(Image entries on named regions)
"""

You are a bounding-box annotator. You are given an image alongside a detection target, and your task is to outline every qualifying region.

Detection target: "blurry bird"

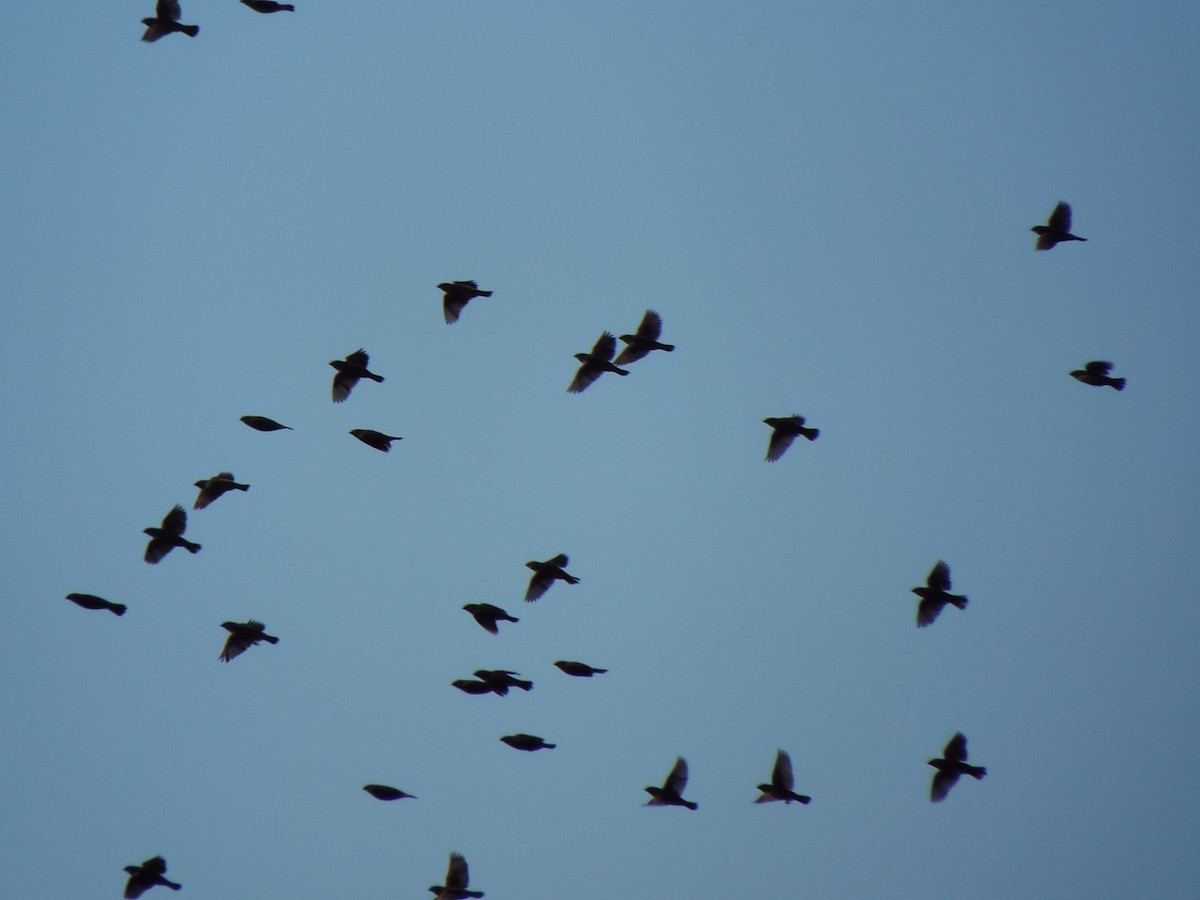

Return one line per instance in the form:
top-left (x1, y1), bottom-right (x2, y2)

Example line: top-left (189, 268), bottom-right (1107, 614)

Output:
top-left (142, 0), bottom-right (200, 41)
top-left (1070, 360), bottom-right (1124, 391)
top-left (125, 857), bottom-right (184, 900)
top-left (554, 659), bottom-right (608, 678)
top-left (438, 281), bottom-right (492, 325)
top-left (142, 504), bottom-right (200, 563)
top-left (566, 331), bottom-right (629, 394)
top-left (1030, 200), bottom-right (1087, 250)
top-left (350, 428), bottom-right (403, 454)
top-left (613, 310), bottom-right (674, 366)
top-left (912, 559), bottom-right (967, 628)
top-left (755, 750), bottom-right (812, 804)
top-left (763, 415), bottom-right (821, 462)
top-left (362, 785), bottom-right (416, 800)
top-left (500, 733), bottom-right (558, 752)
top-left (192, 472), bottom-right (250, 509)
top-left (929, 731), bottom-right (988, 803)
top-left (221, 619), bottom-right (280, 662)
top-left (241, 415), bottom-right (292, 431)
top-left (462, 604), bottom-right (521, 635)
top-left (646, 756), bottom-right (700, 810)
top-left (526, 553), bottom-right (580, 604)
top-left (430, 853), bottom-right (484, 900)
top-left (67, 594), bottom-right (127, 616)
top-left (329, 347), bottom-right (383, 403)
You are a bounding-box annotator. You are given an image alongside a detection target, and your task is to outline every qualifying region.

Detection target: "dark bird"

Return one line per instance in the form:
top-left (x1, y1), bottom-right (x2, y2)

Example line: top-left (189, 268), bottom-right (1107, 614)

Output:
top-left (192, 472), bottom-right (250, 509)
top-left (438, 281), bottom-right (492, 325)
top-left (554, 659), bottom-right (608, 678)
top-left (763, 414), bottom-right (821, 462)
top-left (526, 553), bottom-right (580, 604)
top-left (1030, 200), bottom-right (1087, 250)
top-left (566, 331), bottom-right (629, 394)
top-left (241, 415), bottom-right (292, 431)
top-left (350, 428), bottom-right (403, 454)
top-left (142, 0), bottom-right (200, 41)
top-left (430, 853), bottom-right (484, 900)
top-left (329, 347), bottom-right (383, 403)
top-left (755, 750), bottom-right (812, 804)
top-left (142, 504), bottom-right (200, 563)
top-left (613, 310), bottom-right (674, 366)
top-left (1070, 360), bottom-right (1124, 391)
top-left (912, 559), bottom-right (967, 628)
top-left (221, 619), bottom-right (280, 662)
top-left (362, 785), bottom-right (416, 800)
top-left (500, 734), bottom-right (558, 752)
top-left (473, 668), bottom-right (533, 697)
top-left (125, 854), bottom-right (184, 900)
top-left (67, 594), bottom-right (127, 616)
top-left (929, 731), bottom-right (988, 803)
top-left (646, 756), bottom-right (700, 810)
top-left (462, 604), bottom-right (521, 635)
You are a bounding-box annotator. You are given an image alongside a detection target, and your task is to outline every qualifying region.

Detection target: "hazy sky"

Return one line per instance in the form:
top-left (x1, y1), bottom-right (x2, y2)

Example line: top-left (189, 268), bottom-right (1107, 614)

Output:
top-left (0, 0), bottom-right (1200, 900)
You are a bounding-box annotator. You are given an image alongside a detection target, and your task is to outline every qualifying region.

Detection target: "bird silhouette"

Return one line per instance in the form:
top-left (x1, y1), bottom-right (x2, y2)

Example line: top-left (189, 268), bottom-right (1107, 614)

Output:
top-left (646, 756), bottom-right (700, 810)
top-left (755, 750), bottom-right (812, 804)
top-left (1030, 200), bottom-right (1087, 250)
top-left (929, 731), bottom-right (988, 803)
top-left (142, 504), bottom-right (200, 564)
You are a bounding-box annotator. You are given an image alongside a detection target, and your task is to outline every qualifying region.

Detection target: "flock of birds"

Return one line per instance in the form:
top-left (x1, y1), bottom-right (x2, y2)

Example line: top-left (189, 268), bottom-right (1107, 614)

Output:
top-left (58, 0), bottom-right (1126, 900)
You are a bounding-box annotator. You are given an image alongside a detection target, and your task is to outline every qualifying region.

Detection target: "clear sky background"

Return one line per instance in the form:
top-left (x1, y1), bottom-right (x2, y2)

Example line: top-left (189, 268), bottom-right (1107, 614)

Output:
top-left (0, 0), bottom-right (1200, 900)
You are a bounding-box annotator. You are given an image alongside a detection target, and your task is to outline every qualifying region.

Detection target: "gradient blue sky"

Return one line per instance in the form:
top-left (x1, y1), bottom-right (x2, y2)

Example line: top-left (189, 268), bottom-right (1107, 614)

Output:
top-left (0, 0), bottom-right (1200, 900)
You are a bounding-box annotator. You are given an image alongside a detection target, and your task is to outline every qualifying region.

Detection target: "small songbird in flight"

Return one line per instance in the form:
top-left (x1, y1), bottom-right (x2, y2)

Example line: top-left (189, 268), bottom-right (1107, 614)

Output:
top-left (1070, 360), bottom-right (1124, 391)
top-left (566, 331), bottom-right (629, 394)
top-left (646, 756), bottom-right (700, 810)
top-left (329, 347), bottom-right (383, 403)
top-left (929, 731), bottom-right (988, 803)
top-left (526, 553), bottom-right (580, 604)
top-left (1030, 200), bottom-right (1087, 250)
top-left (438, 281), bottom-right (492, 325)
top-left (125, 857), bottom-right (184, 900)
top-left (912, 559), bottom-right (967, 628)
top-left (613, 310), bottom-right (674, 366)
top-left (221, 619), bottom-right (280, 662)
top-left (142, 504), bottom-right (200, 564)
top-left (755, 750), bottom-right (812, 804)
top-left (462, 604), bottom-right (521, 635)
top-left (142, 0), bottom-right (200, 41)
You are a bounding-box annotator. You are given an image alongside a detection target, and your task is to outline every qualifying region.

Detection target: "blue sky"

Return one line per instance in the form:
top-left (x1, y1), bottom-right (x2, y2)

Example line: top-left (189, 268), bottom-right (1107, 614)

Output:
top-left (0, 0), bottom-right (1200, 900)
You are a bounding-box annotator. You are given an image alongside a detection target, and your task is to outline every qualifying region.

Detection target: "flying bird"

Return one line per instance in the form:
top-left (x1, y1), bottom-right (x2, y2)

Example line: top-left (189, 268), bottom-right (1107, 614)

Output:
top-left (192, 472), bottom-right (250, 509)
top-left (526, 553), bottom-right (580, 604)
top-left (438, 281), bottom-right (492, 325)
top-left (67, 594), bottom-right (127, 616)
top-left (142, 504), bottom-right (200, 564)
top-left (462, 604), bottom-right (521, 635)
top-left (125, 857), bottom-right (184, 900)
top-left (929, 731), bottom-right (988, 803)
top-left (1030, 200), bottom-right (1087, 250)
top-left (241, 415), bottom-right (292, 431)
top-left (614, 310), bottom-right (674, 366)
top-left (142, 0), bottom-right (200, 41)
top-left (566, 331), bottom-right (629, 394)
top-left (329, 347), bottom-right (383, 403)
top-left (755, 750), bottom-right (812, 804)
top-left (554, 659), bottom-right (608, 678)
top-left (763, 415), bottom-right (821, 462)
top-left (221, 619), bottom-right (280, 662)
top-left (349, 428), bottom-right (403, 454)
top-left (1070, 360), bottom-right (1124, 391)
top-left (912, 559), bottom-right (967, 628)
top-left (646, 756), bottom-right (700, 810)
top-left (430, 853), bottom-right (484, 900)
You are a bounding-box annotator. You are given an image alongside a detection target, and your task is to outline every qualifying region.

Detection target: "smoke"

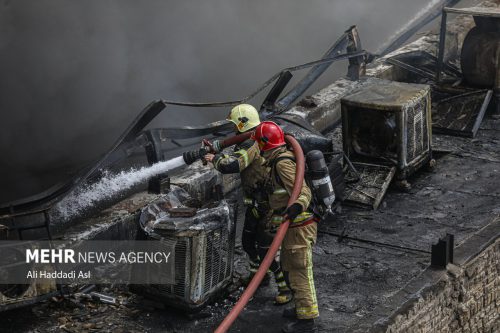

"""

Please show each line from the items above that contains the word "blue", copied in full. Case counts.

• Exercise result:
Detection target: "gradient blue sky"
Detection target: "blue sky"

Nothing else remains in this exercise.